Starting with the line containing "Put one point on each instance of the ceiling" and going on through the last line, rename "realtors logo watermark" as "real estate logo watermark" and reproduce those lines with nothing else altered.

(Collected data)
══════════
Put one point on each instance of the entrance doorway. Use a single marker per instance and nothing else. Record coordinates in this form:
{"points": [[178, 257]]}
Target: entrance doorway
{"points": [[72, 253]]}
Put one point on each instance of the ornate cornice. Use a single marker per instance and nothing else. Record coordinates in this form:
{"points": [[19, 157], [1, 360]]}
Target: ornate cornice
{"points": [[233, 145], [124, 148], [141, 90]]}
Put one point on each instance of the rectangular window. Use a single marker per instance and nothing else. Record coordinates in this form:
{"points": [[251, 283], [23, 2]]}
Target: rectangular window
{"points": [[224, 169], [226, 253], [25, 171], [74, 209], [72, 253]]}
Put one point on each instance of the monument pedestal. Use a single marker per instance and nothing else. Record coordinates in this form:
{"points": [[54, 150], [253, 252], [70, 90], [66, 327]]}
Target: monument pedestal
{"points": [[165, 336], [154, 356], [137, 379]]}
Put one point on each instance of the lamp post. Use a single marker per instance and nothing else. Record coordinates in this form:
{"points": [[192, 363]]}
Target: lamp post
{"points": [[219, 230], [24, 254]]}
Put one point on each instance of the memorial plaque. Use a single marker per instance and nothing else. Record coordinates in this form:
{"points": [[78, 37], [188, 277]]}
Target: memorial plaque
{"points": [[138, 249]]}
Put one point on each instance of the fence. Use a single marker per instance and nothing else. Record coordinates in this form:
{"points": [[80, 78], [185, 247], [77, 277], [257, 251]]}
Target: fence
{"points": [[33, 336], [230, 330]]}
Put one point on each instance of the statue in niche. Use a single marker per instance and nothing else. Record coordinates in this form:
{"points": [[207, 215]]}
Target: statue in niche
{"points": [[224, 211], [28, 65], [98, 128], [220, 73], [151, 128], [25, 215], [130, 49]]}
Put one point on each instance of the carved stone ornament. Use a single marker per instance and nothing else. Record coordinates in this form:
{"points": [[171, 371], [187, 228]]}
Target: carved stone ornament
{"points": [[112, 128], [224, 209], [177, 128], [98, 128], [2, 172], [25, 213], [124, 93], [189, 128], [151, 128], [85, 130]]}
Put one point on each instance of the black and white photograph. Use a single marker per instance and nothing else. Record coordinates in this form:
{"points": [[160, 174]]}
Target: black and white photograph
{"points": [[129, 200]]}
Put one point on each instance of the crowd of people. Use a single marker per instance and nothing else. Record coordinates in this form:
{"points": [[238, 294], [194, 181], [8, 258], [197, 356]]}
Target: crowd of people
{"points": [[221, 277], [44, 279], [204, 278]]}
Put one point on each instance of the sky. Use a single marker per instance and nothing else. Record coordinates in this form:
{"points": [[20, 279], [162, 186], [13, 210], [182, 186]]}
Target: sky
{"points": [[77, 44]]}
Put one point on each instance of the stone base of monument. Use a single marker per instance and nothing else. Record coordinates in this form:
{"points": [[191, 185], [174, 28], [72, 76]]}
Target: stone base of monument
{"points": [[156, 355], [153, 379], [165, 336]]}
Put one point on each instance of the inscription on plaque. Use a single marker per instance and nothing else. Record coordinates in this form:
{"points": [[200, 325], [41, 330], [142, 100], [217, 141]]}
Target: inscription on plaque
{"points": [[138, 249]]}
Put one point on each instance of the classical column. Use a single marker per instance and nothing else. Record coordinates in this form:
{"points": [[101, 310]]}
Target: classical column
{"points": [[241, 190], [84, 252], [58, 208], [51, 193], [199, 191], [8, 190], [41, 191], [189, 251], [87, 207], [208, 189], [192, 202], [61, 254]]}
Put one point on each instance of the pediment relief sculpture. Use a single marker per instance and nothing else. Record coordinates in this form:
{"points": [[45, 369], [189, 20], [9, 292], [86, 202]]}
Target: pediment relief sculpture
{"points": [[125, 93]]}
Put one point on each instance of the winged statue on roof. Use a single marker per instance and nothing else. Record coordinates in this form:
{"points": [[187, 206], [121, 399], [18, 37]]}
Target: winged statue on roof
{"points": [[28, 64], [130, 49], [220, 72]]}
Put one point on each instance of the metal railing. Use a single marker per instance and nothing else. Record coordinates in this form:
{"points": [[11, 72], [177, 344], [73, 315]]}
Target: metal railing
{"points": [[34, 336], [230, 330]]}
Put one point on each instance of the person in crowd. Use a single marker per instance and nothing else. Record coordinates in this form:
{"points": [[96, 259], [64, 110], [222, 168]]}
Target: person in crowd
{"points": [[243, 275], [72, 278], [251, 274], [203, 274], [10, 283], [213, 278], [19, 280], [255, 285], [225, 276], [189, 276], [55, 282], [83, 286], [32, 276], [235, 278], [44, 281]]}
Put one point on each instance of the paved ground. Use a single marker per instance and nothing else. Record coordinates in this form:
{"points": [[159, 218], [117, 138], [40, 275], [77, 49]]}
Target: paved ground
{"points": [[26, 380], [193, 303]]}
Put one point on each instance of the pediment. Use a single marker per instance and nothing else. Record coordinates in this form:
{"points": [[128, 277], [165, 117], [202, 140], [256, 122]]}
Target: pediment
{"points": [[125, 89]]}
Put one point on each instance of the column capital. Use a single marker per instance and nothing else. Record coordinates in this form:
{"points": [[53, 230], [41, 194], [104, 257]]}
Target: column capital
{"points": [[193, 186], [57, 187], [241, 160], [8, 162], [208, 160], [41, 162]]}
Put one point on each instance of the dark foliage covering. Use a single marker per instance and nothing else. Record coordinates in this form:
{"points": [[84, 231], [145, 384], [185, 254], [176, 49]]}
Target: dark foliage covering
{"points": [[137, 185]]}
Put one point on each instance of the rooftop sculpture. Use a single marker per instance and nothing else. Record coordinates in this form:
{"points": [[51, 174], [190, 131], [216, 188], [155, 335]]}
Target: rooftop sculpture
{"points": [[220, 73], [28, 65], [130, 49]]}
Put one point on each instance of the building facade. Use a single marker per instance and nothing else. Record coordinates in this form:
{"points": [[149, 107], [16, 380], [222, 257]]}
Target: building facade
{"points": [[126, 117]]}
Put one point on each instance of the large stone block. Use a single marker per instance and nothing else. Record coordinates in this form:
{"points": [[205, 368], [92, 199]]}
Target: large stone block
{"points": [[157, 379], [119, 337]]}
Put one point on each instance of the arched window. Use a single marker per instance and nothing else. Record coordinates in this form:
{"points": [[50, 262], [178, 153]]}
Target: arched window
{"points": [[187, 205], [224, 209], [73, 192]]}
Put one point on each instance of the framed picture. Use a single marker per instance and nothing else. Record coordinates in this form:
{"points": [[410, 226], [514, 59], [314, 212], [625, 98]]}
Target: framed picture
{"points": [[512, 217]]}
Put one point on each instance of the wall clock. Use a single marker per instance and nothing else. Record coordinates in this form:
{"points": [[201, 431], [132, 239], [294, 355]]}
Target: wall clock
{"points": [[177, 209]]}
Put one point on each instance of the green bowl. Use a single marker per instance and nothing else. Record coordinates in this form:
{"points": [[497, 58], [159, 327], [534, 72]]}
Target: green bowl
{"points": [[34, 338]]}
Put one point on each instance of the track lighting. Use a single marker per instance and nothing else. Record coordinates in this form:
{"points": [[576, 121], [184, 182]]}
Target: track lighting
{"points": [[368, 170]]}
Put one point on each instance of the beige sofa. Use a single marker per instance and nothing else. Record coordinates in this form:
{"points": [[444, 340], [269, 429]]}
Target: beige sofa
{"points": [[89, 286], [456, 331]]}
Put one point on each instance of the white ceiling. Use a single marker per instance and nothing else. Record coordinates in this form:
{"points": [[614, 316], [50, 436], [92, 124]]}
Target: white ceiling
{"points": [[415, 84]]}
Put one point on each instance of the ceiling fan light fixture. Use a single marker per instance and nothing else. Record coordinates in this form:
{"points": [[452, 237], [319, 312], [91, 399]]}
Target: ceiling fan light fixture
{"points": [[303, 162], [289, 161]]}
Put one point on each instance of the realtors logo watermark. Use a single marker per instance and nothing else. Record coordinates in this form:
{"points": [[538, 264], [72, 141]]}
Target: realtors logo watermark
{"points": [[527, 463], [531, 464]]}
══════════
Reply to the task:
Put one point on each instance of the ceiling fan light fixture. Use a single marker per instance and nothing else. Record coordinates in this form:
{"points": [[452, 237], [319, 312], [91, 399]]}
Target: ceiling fan light fixture
{"points": [[303, 162], [289, 161]]}
Put one point on each instance of the real estate logo watermark. Use a single marker per instance and nothing else. Record coordinates in this form:
{"points": [[538, 264], [72, 141]]}
Target: real estate logo watermark
{"points": [[527, 463], [531, 464]]}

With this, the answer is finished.